## Supplied material
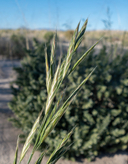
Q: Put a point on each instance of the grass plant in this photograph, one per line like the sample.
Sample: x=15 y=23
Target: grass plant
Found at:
x=56 y=72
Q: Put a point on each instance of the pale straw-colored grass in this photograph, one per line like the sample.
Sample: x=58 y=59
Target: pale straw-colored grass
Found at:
x=55 y=75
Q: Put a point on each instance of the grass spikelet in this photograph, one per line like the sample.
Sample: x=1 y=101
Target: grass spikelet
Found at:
x=54 y=112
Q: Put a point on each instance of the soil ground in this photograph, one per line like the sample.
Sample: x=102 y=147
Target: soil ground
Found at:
x=8 y=134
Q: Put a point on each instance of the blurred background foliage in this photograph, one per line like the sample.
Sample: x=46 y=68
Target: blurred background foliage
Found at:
x=99 y=110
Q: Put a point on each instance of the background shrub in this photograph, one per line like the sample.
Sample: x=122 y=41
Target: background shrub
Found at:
x=99 y=110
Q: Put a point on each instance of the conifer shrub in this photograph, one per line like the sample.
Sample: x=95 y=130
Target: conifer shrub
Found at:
x=99 y=110
x=18 y=45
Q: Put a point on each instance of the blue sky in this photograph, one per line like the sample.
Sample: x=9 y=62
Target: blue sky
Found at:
x=63 y=14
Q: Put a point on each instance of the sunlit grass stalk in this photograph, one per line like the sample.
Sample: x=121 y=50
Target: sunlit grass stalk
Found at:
x=55 y=75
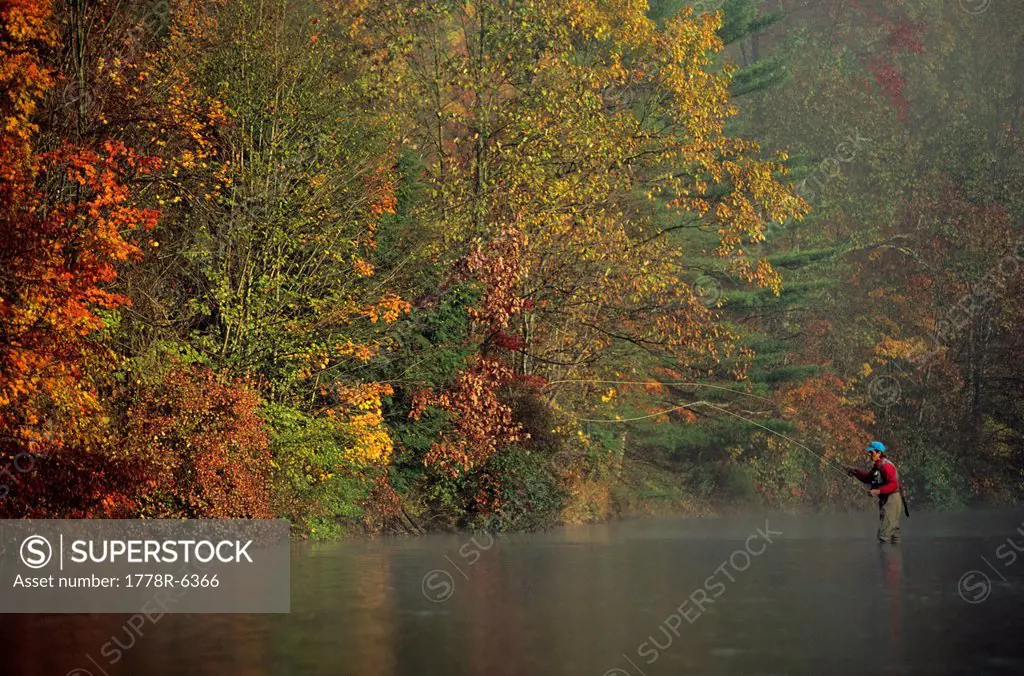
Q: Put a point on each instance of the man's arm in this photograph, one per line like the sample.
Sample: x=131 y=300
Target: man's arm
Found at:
x=859 y=473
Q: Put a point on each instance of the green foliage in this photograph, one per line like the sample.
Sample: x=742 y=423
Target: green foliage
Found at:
x=316 y=486
x=529 y=493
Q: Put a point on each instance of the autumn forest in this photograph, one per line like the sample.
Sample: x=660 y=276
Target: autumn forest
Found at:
x=417 y=265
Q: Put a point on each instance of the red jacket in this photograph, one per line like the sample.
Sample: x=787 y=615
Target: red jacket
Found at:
x=887 y=470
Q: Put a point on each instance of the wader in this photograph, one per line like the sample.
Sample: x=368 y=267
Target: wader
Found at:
x=890 y=509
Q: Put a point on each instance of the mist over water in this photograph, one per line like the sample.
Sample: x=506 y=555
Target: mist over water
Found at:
x=616 y=598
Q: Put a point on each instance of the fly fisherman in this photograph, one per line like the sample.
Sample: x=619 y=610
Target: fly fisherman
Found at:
x=885 y=484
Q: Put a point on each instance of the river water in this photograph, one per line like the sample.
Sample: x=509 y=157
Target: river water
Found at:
x=755 y=594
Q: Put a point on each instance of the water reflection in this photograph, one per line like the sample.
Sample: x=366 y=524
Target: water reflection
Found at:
x=823 y=598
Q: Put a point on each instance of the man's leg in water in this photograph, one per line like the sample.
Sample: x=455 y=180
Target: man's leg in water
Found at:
x=889 y=516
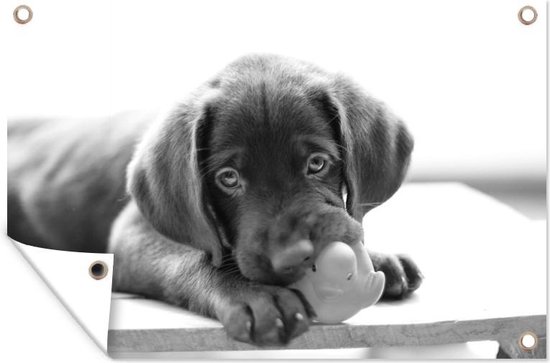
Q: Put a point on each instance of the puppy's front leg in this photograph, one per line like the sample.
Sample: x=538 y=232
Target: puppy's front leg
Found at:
x=152 y=265
x=402 y=274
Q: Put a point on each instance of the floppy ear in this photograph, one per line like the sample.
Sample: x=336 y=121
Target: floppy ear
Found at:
x=376 y=144
x=164 y=180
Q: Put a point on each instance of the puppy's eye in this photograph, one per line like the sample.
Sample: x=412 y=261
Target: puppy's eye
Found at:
x=316 y=163
x=228 y=178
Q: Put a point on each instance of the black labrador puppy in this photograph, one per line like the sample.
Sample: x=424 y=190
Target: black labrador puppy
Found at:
x=232 y=193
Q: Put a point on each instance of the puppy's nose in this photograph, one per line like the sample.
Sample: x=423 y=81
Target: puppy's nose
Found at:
x=292 y=256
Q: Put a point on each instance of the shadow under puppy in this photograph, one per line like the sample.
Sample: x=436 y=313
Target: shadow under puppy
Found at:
x=237 y=189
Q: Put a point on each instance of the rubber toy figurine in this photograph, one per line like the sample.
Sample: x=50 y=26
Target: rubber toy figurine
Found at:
x=341 y=282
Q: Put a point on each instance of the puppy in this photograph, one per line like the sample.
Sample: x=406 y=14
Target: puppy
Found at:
x=232 y=193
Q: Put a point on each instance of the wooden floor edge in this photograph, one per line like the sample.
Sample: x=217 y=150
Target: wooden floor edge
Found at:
x=332 y=336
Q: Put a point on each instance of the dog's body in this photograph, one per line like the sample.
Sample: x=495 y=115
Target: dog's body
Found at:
x=232 y=193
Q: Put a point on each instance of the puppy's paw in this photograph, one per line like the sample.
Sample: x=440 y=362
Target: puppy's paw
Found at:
x=267 y=315
x=402 y=274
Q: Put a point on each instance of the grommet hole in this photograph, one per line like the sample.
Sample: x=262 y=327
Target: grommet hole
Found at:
x=527 y=15
x=528 y=341
x=98 y=270
x=22 y=14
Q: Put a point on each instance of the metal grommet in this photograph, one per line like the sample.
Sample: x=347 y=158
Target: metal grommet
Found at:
x=22 y=14
x=98 y=270
x=527 y=15
x=528 y=341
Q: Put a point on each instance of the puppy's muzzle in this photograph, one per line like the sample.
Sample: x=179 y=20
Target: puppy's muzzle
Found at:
x=293 y=257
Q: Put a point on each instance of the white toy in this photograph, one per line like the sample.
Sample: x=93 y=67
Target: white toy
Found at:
x=341 y=283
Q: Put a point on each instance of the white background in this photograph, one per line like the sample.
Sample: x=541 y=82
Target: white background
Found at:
x=466 y=76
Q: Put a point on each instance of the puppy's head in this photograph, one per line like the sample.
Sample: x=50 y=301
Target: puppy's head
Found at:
x=257 y=164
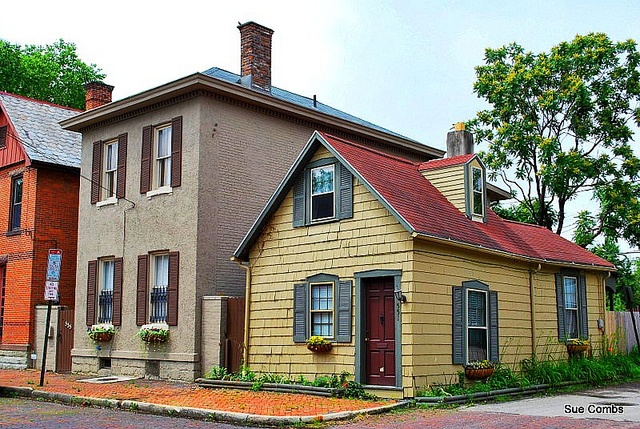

## Short exercise
Can you write out all the entries above again with "photograph" changed to "image" and nothing else altered? Leave the pictures out.

## Answer to the problem
Q: Put a point on each instance of the grass plant in this image, one per line like the sample.
Sample: x=15 y=23
Target: grass plant
Found at:
x=56 y=72
Q: Put a point on each instance of the pale straw-colored grass in this image, one per line like the sample.
Sample: x=58 y=59
Target: pale straw-colored grass
Found at:
x=55 y=75
Q: Put a point on each instance of the grass spikelet in this image, one per line like the sample.
Sample: x=1 y=101
Target: grass spikelet
Found at:
x=54 y=112
Q: Put a point on each instance of the soil ground in this image, one per line like the sample.
Sample: x=102 y=147
Target: soil ground
Found at:
x=8 y=134
Q: Put a point on each instance of the blurred background foliage in this image, one per line like the sample.
Sample: x=46 y=68
Target: blurred background foliage
Found at:
x=99 y=110
Q: Put a point on each instance of the background shrub in this image, one per line like the sample.
Sample: x=122 y=41
Target: background shrub
Found at:
x=99 y=110
Q: Put a point on each instance of the conifer shrub in this image, one per line like the sample.
Sample: x=95 y=130
Target: conifer shrub
Found at:
x=99 y=110
x=18 y=45
Q: Put a point on each instance of the blue sky in this image, one per line like the sample.
Sample: x=9 y=62
Target: blue sky
Found at:
x=63 y=14
Q: Put a point on each instance of the sunlit grass stalk in this image, one per line like the sample.
Sample: x=121 y=50
Target: sunlit grass stalk
Found at:
x=55 y=75
Q: Put a point on each instance of the man's arm in this image, one per line like the sample.
Sample: x=131 y=300
Target: man's arm
Found at:
x=859 y=473
Q: Put a point on each instance of the green foliage in this image, one per line like the sample.
Sample: x=742 y=423
Target: green foliage
Found at:
x=316 y=486
x=529 y=493
Q: Put a point on each instance of the autumn forest in this image, one per line like the sample.
Sample: x=660 y=276
Target: autumn forest
Found at:
x=417 y=265
Q: Put a point on each instance of the red jacket in this image, one per line like the sample.
Sample: x=787 y=615
Target: red jacket
Found at:
x=887 y=470
Q: Put a point on each instance of the wader in this image, one per line like the sample.
Sample: x=368 y=267
Target: wader
Found at:
x=890 y=509
Q: Put a point on each instance of the mist over water in this image, one per line like the sample.
Sample: x=506 y=555
Target: mist over water
Found at:
x=616 y=598
Q: Put a point on each instance of the fly fisherman in this image, one per line like the sample.
Sample: x=619 y=610
Target: fly fisherman
Found at:
x=885 y=484
Q: Put a point on each instance of the river water in this image, one per line like the sample.
Sample: x=509 y=157
Target: river water
Found at:
x=755 y=594
Q: Put a point on each instance of the water reflection in this image, one per line like the sample.
Sample: x=366 y=524
Target: water reflection
Found at:
x=823 y=598
Q: Put a point on each instance of the man's leg in water in this image, one per line like the sample.
Sample: x=455 y=180
Target: man's leg in water
Found at:
x=889 y=516
Q: Put a point on each instance of the puppy's front leg in this image, one per line like the sample.
Sample: x=538 y=232
Target: puppy's front leg
Found at:
x=152 y=265
x=402 y=274
Q: Put a point on each instance of the floppy ear in this image, one per line like the sample.
Sample: x=336 y=121
Target: floppy ear
Found at:
x=376 y=144
x=164 y=180
Q: Put a point on each instance of the puppy's eye in this image, one per line like the sample.
Sample: x=412 y=261
Target: puppy's eye
Found at:
x=316 y=163
x=228 y=178
Q: Put a point on each instance of the black labrador puppy in this image, one per line like the sample.
Sample: x=424 y=190
Target: black labrador puppy
Found at:
x=232 y=193
Q: Put a point on each instance of the puppy's nose in this image, one per line like the sample.
Sample: x=423 y=81
Target: puppy's nose
Found at:
x=292 y=256
Q: Put a point on each instance of the shadow under puppy in this image, one per line like the sample.
Sample: x=436 y=313
Target: shadow under puppy
Found at:
x=237 y=189
Q: Put a point on each instance of the rubber toy figurine in this image, one per line like the sample.
Sample: x=50 y=26
Target: rubber toy figurine
Found at:
x=341 y=282
Q: Put a point on each instance of the puppy in this image, one per line like the sample.
Sample: x=406 y=14
Target: puppy
Found at:
x=232 y=193
Q: Put a point on each instance of the wooden floor edge in this image, one per line like the sample.
Sample: x=217 y=150
Target: wooden floor edge
Found at:
x=332 y=336
Q: Put a point on each instance of the dog's body in this image, one per line like the sample.
Sample: x=495 y=115
Target: dog's body
Found at:
x=232 y=193
Q: Put a point on each instance of the puppy's paw in this image, one per line like the sample.
Sample: x=440 y=362
Target: puppy's paw
Found at:
x=267 y=315
x=402 y=274
Q: Put a point on each instance of the grommet hole in this image, one per line like the sample.
Sample: x=262 y=327
Target: grommet hole
Found at:
x=527 y=15
x=528 y=341
x=98 y=270
x=22 y=14
Q: Put a point on each instance of the metal grommet in this image, one per line like the sample.
Sample: x=347 y=158
Target: metal grommet
Found at:
x=22 y=14
x=98 y=270
x=527 y=15
x=528 y=341
Q: Put a point on each instance of the puppy's muzzle in this image, one per line like the sample.
Sample: x=179 y=20
Target: puppy's muzzle
Found at:
x=293 y=257
Q: Put a point on each instance of the white toy in this image, one per line like the sample.
Sample: x=93 y=67
Target: white toy
Found at:
x=341 y=283
Q: Put a point on each instance of the white background in this image, one per line like the sample.
Sample: x=541 y=82
Target: white background
Found at:
x=466 y=76
Q: Put a point on each instance of the puppy's head in this image, one per line like the sample.
Sample: x=50 y=301
Target: puppy's head
Found at:
x=257 y=164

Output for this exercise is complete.